YOUR GOAL >> Copy each line of the listing below word for word, leaving nothing out and changing nothing.

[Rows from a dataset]
..............................

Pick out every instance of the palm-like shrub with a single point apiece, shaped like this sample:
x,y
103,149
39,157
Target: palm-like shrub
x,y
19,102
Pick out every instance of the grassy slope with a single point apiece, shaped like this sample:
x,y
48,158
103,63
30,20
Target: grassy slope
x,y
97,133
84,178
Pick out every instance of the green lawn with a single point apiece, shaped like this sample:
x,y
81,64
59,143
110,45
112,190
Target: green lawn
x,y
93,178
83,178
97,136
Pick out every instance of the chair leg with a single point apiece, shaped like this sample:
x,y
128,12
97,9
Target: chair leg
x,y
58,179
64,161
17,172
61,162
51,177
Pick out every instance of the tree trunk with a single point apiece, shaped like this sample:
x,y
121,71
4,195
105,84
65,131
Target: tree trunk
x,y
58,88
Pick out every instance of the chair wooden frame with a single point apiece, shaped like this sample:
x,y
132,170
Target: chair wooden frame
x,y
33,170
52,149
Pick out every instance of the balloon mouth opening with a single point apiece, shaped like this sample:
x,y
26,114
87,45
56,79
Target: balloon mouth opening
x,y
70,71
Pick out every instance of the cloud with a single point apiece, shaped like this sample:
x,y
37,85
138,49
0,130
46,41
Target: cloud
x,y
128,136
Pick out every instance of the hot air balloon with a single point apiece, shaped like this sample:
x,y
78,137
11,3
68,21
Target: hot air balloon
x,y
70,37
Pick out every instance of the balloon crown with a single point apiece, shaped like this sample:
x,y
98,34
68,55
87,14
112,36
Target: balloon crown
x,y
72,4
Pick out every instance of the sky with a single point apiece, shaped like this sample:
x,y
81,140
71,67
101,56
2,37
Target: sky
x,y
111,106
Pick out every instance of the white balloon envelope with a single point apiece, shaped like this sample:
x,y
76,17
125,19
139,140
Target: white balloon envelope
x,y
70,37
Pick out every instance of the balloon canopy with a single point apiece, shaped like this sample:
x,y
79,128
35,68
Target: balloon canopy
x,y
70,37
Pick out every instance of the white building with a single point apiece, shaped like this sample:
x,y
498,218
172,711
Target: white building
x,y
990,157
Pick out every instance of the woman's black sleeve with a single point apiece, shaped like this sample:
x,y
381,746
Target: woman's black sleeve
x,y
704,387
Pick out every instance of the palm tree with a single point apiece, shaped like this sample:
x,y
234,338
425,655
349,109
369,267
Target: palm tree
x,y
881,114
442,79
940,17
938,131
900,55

..............................

COMPLETED TASK >>
Pick out every instance of the palm-like shrub with a single point apiece, shaped like this sample:
x,y
103,149
39,157
Target: palm-like shrub
x,y
19,102
Pick out every instance of the grassy slope with a single point apiece, shaped like this sample:
x,y
48,158
103,63
30,20
Target: grassy slope
x,y
97,133
84,178
Pick out every instance of the green lawn with a single point apiece, shaped like this sample:
x,y
81,64
59,143
110,45
112,190
Target: green lawn
x,y
93,178
83,178
97,136
Pick out every instance of the chair leg with a single point apiece, shaped like this sample:
x,y
128,12
97,9
Target: chair leg
x,y
58,179
64,161
17,172
61,162
51,177
Pick out every instance of the tree trunk with a single point apiece, shaped like this sample:
x,y
121,71
4,195
105,84
65,131
Target: tree trunk
x,y
58,88
Pick out every instance of the chair wooden frame with a single point apiece, shaped like this sample:
x,y
132,170
Target: chair wooden frame
x,y
33,170
52,149
Pick out every instance of the balloon mouth opening with a single point apiece, shaped like this sample:
x,y
26,114
87,45
56,79
Target: balloon mouth opening
x,y
70,71
Pick out every instance of the cloud with a single point apiece, shaped like this sample:
x,y
37,85
138,49
0,130
46,41
Target: cloud
x,y
128,136
Pick out every instance of the hot air balloon with a single point apiece, shaped like this sample:
x,y
78,137
11,3
68,21
Target: hot air balloon
x,y
70,37
Pick out every instance of the balloon crown with a single point apiece, shaped like this sample:
x,y
98,34
68,55
87,14
112,36
Target: balloon crown
x,y
72,4
Pick out every instance of the sky with a single point apiece, shaped like this sample:
x,y
81,140
71,67
101,56
2,37
Target: sky
x,y
111,106
Pick out every instance of the white balloon envelope with a single point apiece, shaped like this sample:
x,y
76,17
125,19
139,140
Target: white balloon envelope
x,y
70,37
Pick out every instance of the balloon canopy with a single point apiece, shaped like this sample:
x,y
79,128
35,68
Target: balloon canopy
x,y
70,37
Pick out every instance of the white building with a single point apiece, shaped like this sample:
x,y
498,218
172,711
Target: white building
x,y
990,157
Pick out every instance of the woman's black sleeve with a single point apiece, shaped like this sample:
x,y
381,746
Target: woman's black sleeve
x,y
704,387
Pick out every instance of the palm tree with a single point apiece, shaped like this sample:
x,y
234,338
425,655
349,109
369,267
Target: palm tree
x,y
881,114
442,79
940,17
938,131
900,55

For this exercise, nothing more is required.